● **Records for the task**
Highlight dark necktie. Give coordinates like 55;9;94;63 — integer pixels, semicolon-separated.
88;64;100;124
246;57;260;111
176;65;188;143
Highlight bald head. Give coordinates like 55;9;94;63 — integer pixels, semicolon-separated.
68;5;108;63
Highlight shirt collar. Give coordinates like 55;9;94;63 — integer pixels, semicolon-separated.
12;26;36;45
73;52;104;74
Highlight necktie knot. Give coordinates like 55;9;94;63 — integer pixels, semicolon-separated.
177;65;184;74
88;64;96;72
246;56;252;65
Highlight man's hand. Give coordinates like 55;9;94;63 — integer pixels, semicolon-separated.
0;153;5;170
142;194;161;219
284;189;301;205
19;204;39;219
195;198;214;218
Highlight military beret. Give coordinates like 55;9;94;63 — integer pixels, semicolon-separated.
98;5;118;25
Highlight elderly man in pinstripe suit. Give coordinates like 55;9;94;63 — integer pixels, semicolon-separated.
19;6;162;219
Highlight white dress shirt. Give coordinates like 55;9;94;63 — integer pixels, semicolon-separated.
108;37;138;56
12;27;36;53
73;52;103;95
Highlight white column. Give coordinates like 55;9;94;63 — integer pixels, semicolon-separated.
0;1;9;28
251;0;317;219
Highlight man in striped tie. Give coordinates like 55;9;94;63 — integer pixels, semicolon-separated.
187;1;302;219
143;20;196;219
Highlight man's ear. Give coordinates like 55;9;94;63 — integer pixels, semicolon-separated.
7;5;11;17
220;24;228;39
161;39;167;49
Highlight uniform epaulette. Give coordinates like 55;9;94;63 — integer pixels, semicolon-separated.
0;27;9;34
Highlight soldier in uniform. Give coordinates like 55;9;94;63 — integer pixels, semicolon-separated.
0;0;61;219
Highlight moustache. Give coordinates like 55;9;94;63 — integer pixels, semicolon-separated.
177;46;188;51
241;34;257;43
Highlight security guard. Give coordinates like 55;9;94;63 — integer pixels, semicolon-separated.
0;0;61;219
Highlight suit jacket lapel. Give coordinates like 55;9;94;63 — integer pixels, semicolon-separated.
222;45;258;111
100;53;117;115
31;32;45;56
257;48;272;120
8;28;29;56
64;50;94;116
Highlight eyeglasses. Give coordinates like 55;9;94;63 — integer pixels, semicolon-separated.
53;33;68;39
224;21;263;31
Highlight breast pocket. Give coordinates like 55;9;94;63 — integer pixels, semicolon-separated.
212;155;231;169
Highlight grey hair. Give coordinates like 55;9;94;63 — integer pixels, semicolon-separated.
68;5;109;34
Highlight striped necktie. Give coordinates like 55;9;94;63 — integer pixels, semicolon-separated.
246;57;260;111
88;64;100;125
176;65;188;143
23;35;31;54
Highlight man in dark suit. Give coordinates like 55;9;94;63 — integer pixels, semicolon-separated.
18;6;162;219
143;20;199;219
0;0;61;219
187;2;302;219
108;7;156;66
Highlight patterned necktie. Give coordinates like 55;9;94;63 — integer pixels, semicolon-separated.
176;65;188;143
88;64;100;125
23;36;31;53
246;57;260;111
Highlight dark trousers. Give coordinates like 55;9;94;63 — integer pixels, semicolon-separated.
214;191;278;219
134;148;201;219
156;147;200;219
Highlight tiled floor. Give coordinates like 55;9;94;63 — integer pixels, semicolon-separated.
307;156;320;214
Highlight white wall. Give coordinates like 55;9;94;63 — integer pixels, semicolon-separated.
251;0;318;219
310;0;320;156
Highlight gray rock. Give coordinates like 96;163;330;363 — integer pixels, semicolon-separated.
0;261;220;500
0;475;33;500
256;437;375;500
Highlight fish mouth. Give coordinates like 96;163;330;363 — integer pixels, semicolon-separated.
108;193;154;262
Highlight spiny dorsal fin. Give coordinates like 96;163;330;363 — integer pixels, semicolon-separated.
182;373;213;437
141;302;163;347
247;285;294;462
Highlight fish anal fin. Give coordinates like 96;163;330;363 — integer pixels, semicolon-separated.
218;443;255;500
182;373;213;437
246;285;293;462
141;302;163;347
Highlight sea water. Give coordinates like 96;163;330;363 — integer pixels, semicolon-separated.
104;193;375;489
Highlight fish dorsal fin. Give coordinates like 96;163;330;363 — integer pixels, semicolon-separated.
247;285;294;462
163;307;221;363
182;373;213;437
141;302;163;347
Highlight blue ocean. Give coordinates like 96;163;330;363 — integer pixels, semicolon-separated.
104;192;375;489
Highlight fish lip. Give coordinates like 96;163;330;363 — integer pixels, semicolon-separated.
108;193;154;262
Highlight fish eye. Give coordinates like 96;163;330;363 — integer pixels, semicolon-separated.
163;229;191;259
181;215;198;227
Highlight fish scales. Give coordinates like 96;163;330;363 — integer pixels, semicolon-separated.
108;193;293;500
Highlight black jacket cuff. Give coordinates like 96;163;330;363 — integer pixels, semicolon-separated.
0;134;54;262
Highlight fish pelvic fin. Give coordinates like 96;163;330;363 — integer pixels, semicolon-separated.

● **Objective**
Could you copy out every record above, line for line, without changing a single character?

● **Task solution**
Highlight dark necktie. Give coordinates like 55;9;94;63 — integer pixels, semicolon-separated.
88;64;100;124
246;57;260;111
176;65;188;143
Highlight bald head. Give coordinates like 55;9;94;63 — integer pixels, semicolon-separated.
68;5;108;63
Highlight shirt collar. Give coordinates like 55;9;94;63 — integer pixels, semicolon-separated.
12;26;36;45
73;52;104;74
Highlight necktie knot. Give coordinates like 55;9;94;63 — integer pixels, semicolon-separated.
177;65;184;74
88;64;96;72
246;56;252;65
Highlight man's hand. Give coordinates like 55;9;94;63 — integer pixels, semicolon-separated.
0;153;5;170
142;194;161;219
284;189;301;205
19;204;39;219
195;198;214;218
Highlight military beret. Give coordinates like 55;9;94;63 — integer pixels, semicolon-separated.
98;5;118;25
Highlight elderly man in pinstripe suit. Give coordinates like 55;9;94;63 — integer pixels, semicolon-separated.
19;6;162;219
Highlight white dress shirt. Give coordinates like 55;9;94;63 — integer pixels, semicolon-separated.
108;37;138;56
12;27;36;53
73;52;103;95
Highlight white column. Give coordinates like 55;9;94;63 — integer pixels, semicolon-separated.
0;1;9;28
251;0;317;219
Highlight man in striped tie. Give coordinates like 55;9;94;63 — integer pixels, semicolon-separated.
187;1;302;219
143;20;196;219
Highlight man's ear. Give coordinates like 55;9;94;63 — integer pixels, semicolon-separated.
7;5;11;17
220;24;228;39
161;39;167;49
Highlight uniform epaulette. Give coordinates like 55;9;94;63 — integer pixels, semicolon-separated.
0;27;9;34
Highlight soldier in uniform. Give coordinates like 55;9;94;63 — integer pixels, semicolon-separated.
0;0;61;219
Highlight moustache. Give coordinates like 55;9;94;63 — integer pixels, semicolon-separated.
177;46;188;51
241;34;257;43
Highlight security guard. Give coordinates like 55;9;94;63 — integer pixels, semicolon-separated.
0;0;61;219
Highlight suit jacket lapel. Give coordinates like 55;9;94;63 — integer pixels, semicolon-separated.
222;45;258;111
100;53;117;115
31;32;45;56
257;48;272;120
8;28;29;56
64;50;94;116
Highlight eyeglasses. Give coordinates like 55;9;94;63 — integer pixels, semicolon-separated.
53;33;68;39
224;21;263;31
Highlight breast pocket. Give coordinates like 55;9;94;63 — integer pixels, semicolon-separated.
212;155;231;169
Highlight grey hair. Give coordinates like 55;9;94;63 — integer pixels, semicolon-separated.
68;5;109;34
Highlight striped necktie. Give coordinates like 55;9;94;63 — integer pixels, semicolon-separated.
246;57;260;111
88;64;100;125
176;65;188;143
23;35;31;54
Highlight man in dark suit. Give coordinates like 55;9;94;63 — integer pixels, semicolon-separated.
18;6;162;219
143;20;199;219
0;0;61;219
187;2;302;219
108;7;156;66
Highlight patterned necktie. Give coordinates like 55;9;94;63 — integer pixels, semicolon-separated.
176;65;188;143
88;64;100;125
23;36;31;53
246;57;260;111
Highlight dark trousers. Give coordinates like 55;9;94;63 — integer pixels, semicolon-separated.
214;191;278;219
134;148;201;219
156;147;200;219
Highlight tiled floor. Give coordinates like 55;9;94;63 — integer pixels, semicolon-separated.
307;156;320;214
Highlight white wall. Give coordinates like 55;9;94;63 — integer pixels, semicolon-separated.
251;0;318;219
310;0;320;156
Highlight gray rock. Give coordinates like 96;163;330;363 — integer pixels, semicolon-separated.
0;261;220;500
0;475;33;500
256;437;375;500
Highlight fish mouth. Give coordinates like 96;163;330;363 — integer pixels, semicolon-separated.
108;193;154;262
Highlight spiny dorsal fin. Give coordinates like 96;163;330;363 — integer pixels, semicolon-separated.
182;373;213;437
141;302;163;347
247;285;294;462
Highlight fish anal fin. Give coordinates like 96;163;330;363 — integer pixels, semicolon-separated.
218;443;255;500
182;373;213;437
246;285;293;462
141;302;163;347
Highlight sea water. Give coordinates like 96;163;330;363 — integer pixels, semicolon-separated.
104;193;375;489
Highlight fish dorsal fin. Give coordinates like 96;163;330;363 — integer pixels, semicolon-separated.
247;285;294;462
163;307;221;363
182;373;213;437
141;302;163;347
Highlight blue ocean. Give coordinates like 96;163;330;363 — integer pixels, semicolon-separated.
104;192;375;489
Highlight fish lip. Give coordinates like 96;163;330;363 — integer pixels, semicolon-separated.
108;193;154;262
Highlight fish eye. Give coordinates like 96;163;330;363 — integer pixels, semicolon-separated.
163;229;191;259
181;215;198;227
Highlight fish scales. Give coordinates like 96;163;330;363 — integer pixels, semicolon-separated.
108;193;293;500
Highlight black jacket cuff. Give coordinates like 96;163;330;363 — integer pixels, semicolon-separated.
0;134;54;262
Highlight fish pelvic fin. Give coordinates like 96;163;330;363 — integer pixels, semicolon-separated.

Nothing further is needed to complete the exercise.